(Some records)
________________

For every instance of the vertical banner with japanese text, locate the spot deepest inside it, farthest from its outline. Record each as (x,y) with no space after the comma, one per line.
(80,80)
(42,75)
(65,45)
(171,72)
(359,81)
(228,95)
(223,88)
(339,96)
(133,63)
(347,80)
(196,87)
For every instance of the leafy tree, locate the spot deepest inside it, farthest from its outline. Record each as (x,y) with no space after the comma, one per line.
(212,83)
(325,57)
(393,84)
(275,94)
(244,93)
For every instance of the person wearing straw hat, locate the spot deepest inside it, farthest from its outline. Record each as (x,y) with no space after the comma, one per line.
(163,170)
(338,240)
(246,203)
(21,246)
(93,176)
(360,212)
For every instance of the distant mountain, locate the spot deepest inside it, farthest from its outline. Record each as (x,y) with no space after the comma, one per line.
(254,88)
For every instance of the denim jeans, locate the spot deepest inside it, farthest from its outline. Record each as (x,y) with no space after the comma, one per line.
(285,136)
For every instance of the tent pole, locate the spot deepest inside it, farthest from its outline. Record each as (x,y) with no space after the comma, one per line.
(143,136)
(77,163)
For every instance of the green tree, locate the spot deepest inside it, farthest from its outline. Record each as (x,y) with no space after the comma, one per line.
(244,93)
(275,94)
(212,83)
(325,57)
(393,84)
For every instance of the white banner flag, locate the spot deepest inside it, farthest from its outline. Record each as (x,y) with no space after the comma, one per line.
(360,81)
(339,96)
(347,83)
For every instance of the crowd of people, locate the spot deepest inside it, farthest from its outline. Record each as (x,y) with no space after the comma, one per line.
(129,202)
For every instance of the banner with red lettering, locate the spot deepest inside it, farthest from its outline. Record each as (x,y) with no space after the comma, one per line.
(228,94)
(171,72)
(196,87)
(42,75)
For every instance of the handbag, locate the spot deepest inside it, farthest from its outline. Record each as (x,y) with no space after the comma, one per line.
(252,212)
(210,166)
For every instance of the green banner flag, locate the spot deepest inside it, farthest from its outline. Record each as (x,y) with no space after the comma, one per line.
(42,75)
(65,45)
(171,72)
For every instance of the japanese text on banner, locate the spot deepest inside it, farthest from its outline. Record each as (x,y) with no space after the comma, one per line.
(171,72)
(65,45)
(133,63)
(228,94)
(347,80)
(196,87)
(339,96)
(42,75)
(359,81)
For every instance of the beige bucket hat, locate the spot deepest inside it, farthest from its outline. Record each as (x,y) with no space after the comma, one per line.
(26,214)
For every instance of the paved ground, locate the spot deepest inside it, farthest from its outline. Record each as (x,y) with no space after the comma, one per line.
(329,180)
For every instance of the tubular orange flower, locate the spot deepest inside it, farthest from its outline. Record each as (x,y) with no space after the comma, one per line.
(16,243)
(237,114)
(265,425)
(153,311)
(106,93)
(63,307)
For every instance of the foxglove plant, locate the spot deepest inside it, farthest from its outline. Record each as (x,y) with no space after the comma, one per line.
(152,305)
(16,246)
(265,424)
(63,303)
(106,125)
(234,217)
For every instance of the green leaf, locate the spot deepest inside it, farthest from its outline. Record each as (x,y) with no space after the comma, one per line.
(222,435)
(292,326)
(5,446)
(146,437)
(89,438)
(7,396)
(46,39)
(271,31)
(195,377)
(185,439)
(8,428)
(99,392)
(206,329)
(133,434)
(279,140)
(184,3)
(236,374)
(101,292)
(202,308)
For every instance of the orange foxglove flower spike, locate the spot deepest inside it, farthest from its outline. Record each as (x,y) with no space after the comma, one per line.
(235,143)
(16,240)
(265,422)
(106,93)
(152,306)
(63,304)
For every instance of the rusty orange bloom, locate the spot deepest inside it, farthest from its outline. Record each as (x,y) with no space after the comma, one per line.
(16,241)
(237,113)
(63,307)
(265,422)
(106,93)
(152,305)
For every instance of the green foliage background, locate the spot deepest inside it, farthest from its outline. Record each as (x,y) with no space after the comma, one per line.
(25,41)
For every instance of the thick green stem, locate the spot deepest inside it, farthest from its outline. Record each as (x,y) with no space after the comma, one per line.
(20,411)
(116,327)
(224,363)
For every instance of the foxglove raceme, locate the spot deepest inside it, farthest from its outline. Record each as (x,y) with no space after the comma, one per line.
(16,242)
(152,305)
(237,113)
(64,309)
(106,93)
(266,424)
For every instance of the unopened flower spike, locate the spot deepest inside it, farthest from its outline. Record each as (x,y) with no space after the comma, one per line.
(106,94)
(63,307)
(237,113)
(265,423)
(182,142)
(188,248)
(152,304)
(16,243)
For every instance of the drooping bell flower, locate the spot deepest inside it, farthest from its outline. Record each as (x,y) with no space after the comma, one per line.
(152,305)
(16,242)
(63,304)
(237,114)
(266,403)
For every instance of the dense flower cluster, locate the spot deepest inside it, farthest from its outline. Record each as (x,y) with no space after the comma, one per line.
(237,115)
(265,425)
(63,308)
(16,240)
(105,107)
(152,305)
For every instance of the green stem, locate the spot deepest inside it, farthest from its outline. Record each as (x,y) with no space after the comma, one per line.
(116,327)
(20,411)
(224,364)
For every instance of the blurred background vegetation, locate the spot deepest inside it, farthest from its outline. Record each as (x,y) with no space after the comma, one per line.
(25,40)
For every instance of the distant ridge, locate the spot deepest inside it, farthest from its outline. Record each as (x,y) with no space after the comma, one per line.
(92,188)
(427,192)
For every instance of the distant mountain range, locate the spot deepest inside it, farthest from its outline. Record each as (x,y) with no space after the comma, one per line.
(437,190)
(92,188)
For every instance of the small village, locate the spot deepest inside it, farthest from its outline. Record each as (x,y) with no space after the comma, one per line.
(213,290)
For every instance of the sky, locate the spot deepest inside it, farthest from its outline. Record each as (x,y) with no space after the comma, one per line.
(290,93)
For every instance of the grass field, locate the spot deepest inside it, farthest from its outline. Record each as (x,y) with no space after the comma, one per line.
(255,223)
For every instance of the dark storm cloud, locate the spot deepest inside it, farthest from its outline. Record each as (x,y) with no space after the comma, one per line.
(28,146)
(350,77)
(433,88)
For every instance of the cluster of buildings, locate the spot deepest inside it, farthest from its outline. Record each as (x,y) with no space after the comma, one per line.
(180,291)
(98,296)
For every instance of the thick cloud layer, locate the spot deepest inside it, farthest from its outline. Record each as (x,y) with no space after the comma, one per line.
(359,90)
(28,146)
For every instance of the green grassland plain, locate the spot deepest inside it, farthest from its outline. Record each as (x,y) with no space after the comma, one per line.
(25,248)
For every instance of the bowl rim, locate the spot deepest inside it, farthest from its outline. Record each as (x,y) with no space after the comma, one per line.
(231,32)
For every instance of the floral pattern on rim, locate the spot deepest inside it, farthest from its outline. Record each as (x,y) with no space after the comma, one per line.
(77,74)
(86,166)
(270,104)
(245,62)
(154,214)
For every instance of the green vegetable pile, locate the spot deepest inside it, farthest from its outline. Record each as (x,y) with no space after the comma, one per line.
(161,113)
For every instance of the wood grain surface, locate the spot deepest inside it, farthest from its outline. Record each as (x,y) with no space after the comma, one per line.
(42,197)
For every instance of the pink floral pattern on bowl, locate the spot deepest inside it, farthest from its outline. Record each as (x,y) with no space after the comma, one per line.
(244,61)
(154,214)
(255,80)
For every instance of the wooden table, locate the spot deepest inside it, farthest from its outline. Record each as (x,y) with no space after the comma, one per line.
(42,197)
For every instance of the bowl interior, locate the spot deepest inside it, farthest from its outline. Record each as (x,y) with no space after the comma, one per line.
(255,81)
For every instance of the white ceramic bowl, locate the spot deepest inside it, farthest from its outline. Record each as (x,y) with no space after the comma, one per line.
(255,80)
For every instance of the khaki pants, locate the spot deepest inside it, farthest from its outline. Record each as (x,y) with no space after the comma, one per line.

________________

# [Task to carry out]
Each line of the material must be restated exactly.

# [Output]
For every instance of the vertical banner with japanese text, locate the spot deepest inside it, farthest from its outline. Record each as (x,y) with no space after the comma, one per line.
(80,80)
(42,75)
(65,45)
(171,72)
(359,81)
(228,95)
(223,88)
(339,96)
(133,63)
(347,80)
(196,87)
For every instance of the leafy tree, locate the spot deepest inside it, farthest from its outline. Record each as (x,y) with no space after the comma, one per line.
(212,83)
(325,57)
(393,84)
(275,94)
(244,93)
For every instance of the person wearing straw hat, locate the spot deepest inside it, farthest from its outline. Record each as (x,y) with no space after the comma, one per line.
(163,170)
(338,240)
(246,203)
(21,246)
(93,176)
(360,212)
For every instance of the distant mountain, locate the spot deepest inside it, farthest from its outline. Record each as (x,y) with no space after the comma, one per line.
(254,88)
For every instance of the denim jeans, locate the spot deepest inside it, farthest from its outline. Record each as (x,y) with no space after the comma, one per line.
(285,136)
For every instance of the tent pole, locate the spot deepest inside it, farthest from its outline. Record each as (x,y) with no space after the comma, one per line.
(143,136)
(77,163)
For every instance of the green tree, locate the spot deepest inside it, farthest from its outline. Record each as (x,y) with no space after the comma, one per line.
(244,93)
(275,94)
(212,83)
(325,57)
(393,84)
For every instance of the white banner flag, locate the spot deepest inside it, farthest from its outline. Record each as (x,y) with no space after the comma, one per line.
(360,81)
(339,96)
(347,83)
For every instance of the crowd of people, locate the spot deepest inside it, farthest from its outline. Record each as (x,y) with no space after the comma, one per line.
(129,202)
For every instance of the banner with red lettering, locate the spot deepest inside it, farthest from its outline. Record each as (x,y) with no space after the comma, one per line.
(228,94)
(171,72)
(196,87)
(42,75)
For every instance of the handbag, locate the spot deepest inside it, farthest from its outline. Record each as (x,y) with no space after the comma, one per line.
(252,212)
(210,166)
For every instance of the green banner flag, locate the spot deepest inside it, farthest from its outline. Record each as (x,y) with no space after the comma, one per line.
(42,75)
(65,45)
(171,72)
For every instance of the japanese text on banner, locate the spot deepest inside it, farthest from its outline. Record each as (x,y) with no space after the comma, one per line.
(171,72)
(65,45)
(133,63)
(228,94)
(347,80)
(196,87)
(339,96)
(42,75)
(359,81)
For every instance of the beige bucket hat, locate the spot deepest inside it, farthest from its outline. Record each as (x,y) with no space after the comma, one per line.
(26,214)
For every instance of the paved ground, locate the spot deepest inside it, farthest from its outline. Record each as (x,y) with no space after the comma, one per line.
(329,180)
For every instance of the tubular orange flower, locate the spot deepest inside it, farthest from its outline. Record each as (x,y) with no space after the comma, one per line.
(16,243)
(237,114)
(265,425)
(153,311)
(106,93)
(63,307)
For every instance of the foxglove plant, locate the spot deepest inside it, farthest from its outline. Record each as (x,y) with no space after the comma, one per line.
(152,305)
(16,246)
(265,424)
(63,303)
(106,125)
(234,217)
For every instance of the green leaf, locate the spot deepest inside it, farthest from its outline. Record each as (x,y) with no space after the comma, one per line.
(222,435)
(292,326)
(5,446)
(146,437)
(89,438)
(7,396)
(46,39)
(271,31)
(195,377)
(185,439)
(8,428)
(99,392)
(206,329)
(133,434)
(279,140)
(184,3)
(236,374)
(101,292)
(202,308)
For every instance of the orange foxglove flower spike, locate the spot deepest inside it, farthest from its outline. Record each as (x,y) with no space after the comma, one per line.
(235,143)
(16,240)
(265,422)
(106,93)
(152,306)
(63,304)
For every instance of the rusty orange bloom, locate the spot deepest inside it, farthest from its outline. Record each as (x,y) with no space after the comma, one per line.
(16,241)
(237,113)
(63,307)
(265,422)
(106,93)
(152,305)
For every instance of the green foliage background, locate the spot deepest inside it, farthest from its outline. Record each as (x,y) with no space after the comma, one per line.
(25,41)
For every instance of the thick green stem, locate the spot deepest inside it, farthest from its outline. Record each as (x,y) with no space after the comma, one per line.
(20,411)
(116,327)
(224,363)
For every instance of the foxglove raceme, locate the spot deepest inside it, farthest from its outline. Record each as (x,y) with no space after the comma, one per line.
(16,242)
(152,305)
(237,113)
(64,309)
(106,93)
(266,424)
For every instance of the unopened flower spike, locate the spot deepest inside it, farthest from its outline. Record each as (x,y) with no space after the comma, one per line.
(106,94)
(63,307)
(237,113)
(265,423)
(182,142)
(188,248)
(152,304)
(16,243)
For every instance of the drooping bell flower, locate the spot deepest inside it, farthest from its outline. Record each as (x,y) with no space after the comma, one per line.
(152,305)
(16,242)
(63,304)
(237,114)
(266,403)
For every instance of the dense flower cluster, locate the spot deepest inside it, farthest from its outline. Record each as (x,y) with no space after the comma, one per line.
(237,115)
(265,425)
(63,308)
(16,240)
(105,107)
(152,305)
For every instance of the green stem, locate the spot deepest inside it, farthest from its outline. Record each as (x,y) with no space after the comma, one per line.
(116,327)
(20,411)
(224,364)
For every instance of the blurred background vegetation, locate the spot deepest inside it, farthest from its outline. Record each as (x,y) with no space after the comma, one per line.
(25,40)
For every instance of the distant ridge, locate the spot deepest inside it, farthest from its outline. Record each as (x,y) with no space after the comma, one per line.
(92,188)
(427,192)
For every instance of the distant mountain range, locate the spot deepest inside it, farthest from its outline. Record each as (x,y) with no space after the comma, one per line.
(437,190)
(92,188)
For every instance of the small village, locate the spot deepest inside it, farthest from its outline. Record each as (x,y) with no space after the comma, one per line.
(213,290)
For every instance of the sky, locate the spot deepest inside it, farthest from its outline. Record each as (x,y) with no space after the comma, one per line.
(290,93)
For every instance of the grass field, locate the spot deepest inside it, farthest from its outline. Record each as (x,y) with no space after the comma, one per line.
(255,223)
For every instance of the dark storm cloud, locate the spot deepest inside it, farthest from its outline. Record each as (x,y) with no space after the comma, one per line.
(28,146)
(350,77)
(433,88)
For every instance of the cluster of buildings, locate the spot deepest inside it, farthest from its outline. Record each as (x,y) with no space after the comma, one per line.
(180,291)
(98,296)
For every instance of the thick cloud layer, locate the spot deepest inside it, farthest from its outline. Record each as (x,y) with no space after the comma, one per line.
(359,90)
(28,146)
For every instance of the green grassland plain, locate the spot deepest inside it, farthest from its outline. Record each as (x,y) with no space after the comma, one per line.
(25,248)
For every instance of the bowl rim, locate the spot deepest inside it, farthest from its outline. Record each as (x,y) with no space after the comma, one per line.
(231,32)
For every instance of the floral pattern on rim, locate the spot deepest inside it, farthest from its outline. Record each as (x,y) with no space after the comma, one per line.
(77,74)
(86,166)
(270,104)
(245,62)
(154,214)
For every instance of the green vegetable pile, locate the spot deepest inside it, farthest from its outline. Record each as (x,y) with no space after the comma, one per line.
(161,113)
For every instance of the wood grain surface, locate the spot deepest inside it, farthest from its outline. Record each as (x,y) with no space after the comma, one per line.
(42,197)
For every instance of the pink floral pattern on bowl, locate the spot deepest inside it, farthest from its outline. Record each as (x,y) with no space after the comma, one per line.
(244,61)
(154,214)
(255,80)
For every instance of the wooden table, locate the spot deepest inside it, farthest from its outline. Record each as (x,y) with no space after the comma, one per line.
(42,197)
For every instance of the bowl interior, locate the spot deepest inside it, farthest from its outline. Record each as (x,y) with no space after the comma, one per line.
(255,81)
For every instance of the white ceramic bowl, locate the spot deepest inside it, farthest from its outline. Record each as (x,y) with no space after the comma, one per line.
(255,80)
For every instance of the khaki pants, locate the spot deepest inside it, farthest from its outline. Record each as (x,y) with no space after the comma, one per line.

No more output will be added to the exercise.